─── Lesetext

Protokoll der Sitzung vom 16.11.2000

Aber das entspricht in keiner Weise der Realität.

(Zurufe von der CDU)

Sie knüpfen damit an die unsachliche Auseinandersetzung um die Ausweisung der FFH-Flächen an. Da das damals streckenweise gut verfangen hat, wird das gleiche Rezept jetzt wieder versucht. Über die Sache wird nicht diskutiert - hin und wieder äußern Sie sich auch positiv zu Umweltfragen -, sondern es wird nur Panik in Bezug auf die möglichen Auswirkungen der Unterschutzstellung bestimmter Gebiete gemacht.

(Zurufe von der CDU)

Vor diesem Hintergrund stelle ich einmal fest: Die einen schützen die Vögel. Aber wen schützt die CDU-Fraktion?

(Frau Pruin [CDU]: Wer schützt Sie? Nicht einmal Ihre eigene Basis! - Weitere Zurufe von der CDU)

Wenn Sie sich das sachlich anschauen würden, dann käme man wieder auf den Teppich zurück. Vogelschutzrichtlinien gibt es seit 1979. Seit 1983 haben die Vogelschutzgebiete die gleiche Größe, aber die Zahl der gefährdeten Arten ist seitdem

leider ganz erheblich gestiegen. Ich nenne Ihnen nur ein einziges Beispiel: Der Rote Milan, Vogel des Jahres 2000, wird fast als nationales deutsches Naturerbe bezeichnet. 60 % des Weltbestandes dieser Vogelart leben in Deutschland und sind durch Veränderungen in der Landwirtschaft, durch veränderte Produktionsformen akut gefährdet. Die Unterschutzstellung von Gebieten, in denen sich der Rote Milan wieder entwickeln kann, ist dringend notwendig. - Das ist nur ein Beispiel für die Notwendigkeit neuer Vogelschutzgebiete.

──────
─── Datenzeilen

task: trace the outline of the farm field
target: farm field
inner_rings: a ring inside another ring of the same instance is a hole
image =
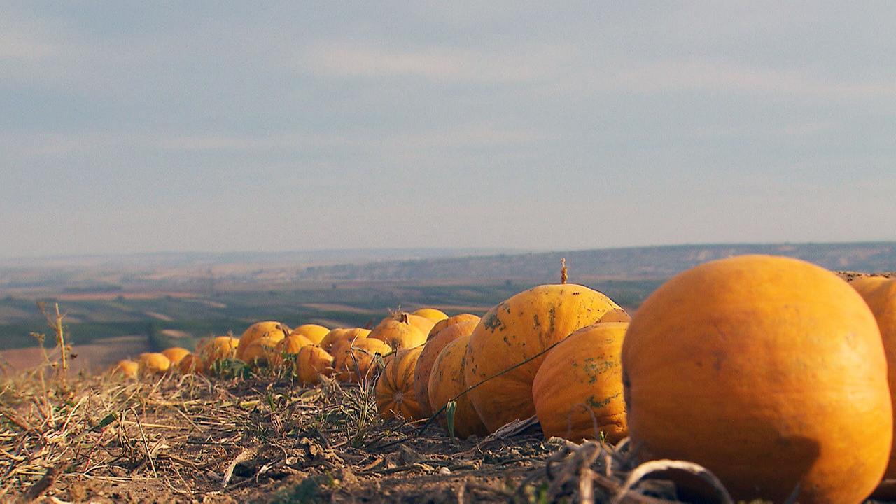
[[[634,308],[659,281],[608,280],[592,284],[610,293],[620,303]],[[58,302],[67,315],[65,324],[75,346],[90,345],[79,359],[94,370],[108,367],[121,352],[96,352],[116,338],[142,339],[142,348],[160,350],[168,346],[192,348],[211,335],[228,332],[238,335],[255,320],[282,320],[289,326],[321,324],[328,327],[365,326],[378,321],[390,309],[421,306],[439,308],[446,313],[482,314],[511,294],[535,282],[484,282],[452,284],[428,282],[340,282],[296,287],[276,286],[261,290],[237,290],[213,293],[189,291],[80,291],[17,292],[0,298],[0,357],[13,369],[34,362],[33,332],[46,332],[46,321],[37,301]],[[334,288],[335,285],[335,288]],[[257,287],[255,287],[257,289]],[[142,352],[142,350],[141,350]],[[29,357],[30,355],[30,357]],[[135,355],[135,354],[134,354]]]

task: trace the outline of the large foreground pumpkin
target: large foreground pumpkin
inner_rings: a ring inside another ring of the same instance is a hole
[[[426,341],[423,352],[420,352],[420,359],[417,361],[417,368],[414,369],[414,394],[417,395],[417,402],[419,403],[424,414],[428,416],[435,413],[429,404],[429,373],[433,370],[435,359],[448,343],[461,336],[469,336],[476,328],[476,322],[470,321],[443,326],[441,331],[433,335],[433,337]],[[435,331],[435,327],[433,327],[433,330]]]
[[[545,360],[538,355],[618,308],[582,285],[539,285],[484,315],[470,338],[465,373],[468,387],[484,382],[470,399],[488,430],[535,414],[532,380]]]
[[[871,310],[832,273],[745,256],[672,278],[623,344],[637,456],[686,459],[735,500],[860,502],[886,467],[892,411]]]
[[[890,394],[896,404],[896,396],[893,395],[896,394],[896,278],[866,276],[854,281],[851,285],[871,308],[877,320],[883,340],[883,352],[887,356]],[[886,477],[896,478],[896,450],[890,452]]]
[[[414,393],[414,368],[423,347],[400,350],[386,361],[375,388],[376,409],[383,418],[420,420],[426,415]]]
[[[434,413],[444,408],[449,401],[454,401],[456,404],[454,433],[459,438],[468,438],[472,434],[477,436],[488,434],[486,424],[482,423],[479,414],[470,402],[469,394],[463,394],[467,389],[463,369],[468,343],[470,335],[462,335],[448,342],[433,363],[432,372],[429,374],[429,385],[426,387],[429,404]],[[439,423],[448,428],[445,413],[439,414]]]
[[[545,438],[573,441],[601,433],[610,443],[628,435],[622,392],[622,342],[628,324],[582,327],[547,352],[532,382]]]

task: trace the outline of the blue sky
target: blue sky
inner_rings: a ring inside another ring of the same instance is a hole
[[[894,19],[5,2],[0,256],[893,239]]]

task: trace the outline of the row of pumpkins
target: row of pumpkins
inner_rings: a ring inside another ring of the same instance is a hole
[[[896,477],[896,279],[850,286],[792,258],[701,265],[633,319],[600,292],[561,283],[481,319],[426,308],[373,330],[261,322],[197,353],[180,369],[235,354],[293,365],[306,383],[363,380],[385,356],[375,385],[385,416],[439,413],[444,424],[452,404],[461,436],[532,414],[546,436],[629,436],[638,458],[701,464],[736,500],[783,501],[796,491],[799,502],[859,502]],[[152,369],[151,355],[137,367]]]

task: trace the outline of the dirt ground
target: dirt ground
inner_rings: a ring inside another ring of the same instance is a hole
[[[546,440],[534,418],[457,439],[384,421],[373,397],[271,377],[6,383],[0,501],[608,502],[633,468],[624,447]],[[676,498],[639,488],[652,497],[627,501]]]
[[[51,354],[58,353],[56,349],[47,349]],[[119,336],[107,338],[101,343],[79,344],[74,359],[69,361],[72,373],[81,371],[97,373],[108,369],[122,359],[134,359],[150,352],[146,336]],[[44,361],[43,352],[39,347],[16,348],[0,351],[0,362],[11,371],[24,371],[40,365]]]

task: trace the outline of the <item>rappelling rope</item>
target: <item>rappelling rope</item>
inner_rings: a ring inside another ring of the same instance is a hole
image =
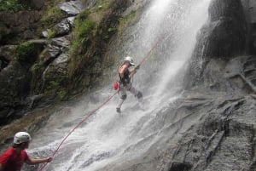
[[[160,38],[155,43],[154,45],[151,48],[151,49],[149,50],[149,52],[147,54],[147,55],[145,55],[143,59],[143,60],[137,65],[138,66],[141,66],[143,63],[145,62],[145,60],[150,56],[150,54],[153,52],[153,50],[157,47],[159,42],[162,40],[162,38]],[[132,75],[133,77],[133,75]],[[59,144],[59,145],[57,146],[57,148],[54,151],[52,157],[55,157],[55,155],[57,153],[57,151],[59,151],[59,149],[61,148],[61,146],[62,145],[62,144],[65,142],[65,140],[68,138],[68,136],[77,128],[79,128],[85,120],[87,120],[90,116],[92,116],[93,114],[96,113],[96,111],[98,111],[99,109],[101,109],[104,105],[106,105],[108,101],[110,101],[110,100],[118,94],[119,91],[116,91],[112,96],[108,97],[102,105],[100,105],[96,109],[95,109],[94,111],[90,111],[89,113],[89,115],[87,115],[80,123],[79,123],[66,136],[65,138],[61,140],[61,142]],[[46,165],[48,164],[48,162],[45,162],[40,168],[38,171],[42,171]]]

──────

Welcher Anteil des Weltbestandes des Roten Milans lebt laut dem Sitzungsprotokoll in Deutschland?

60 % des Weltbestandes leben in Deutschland.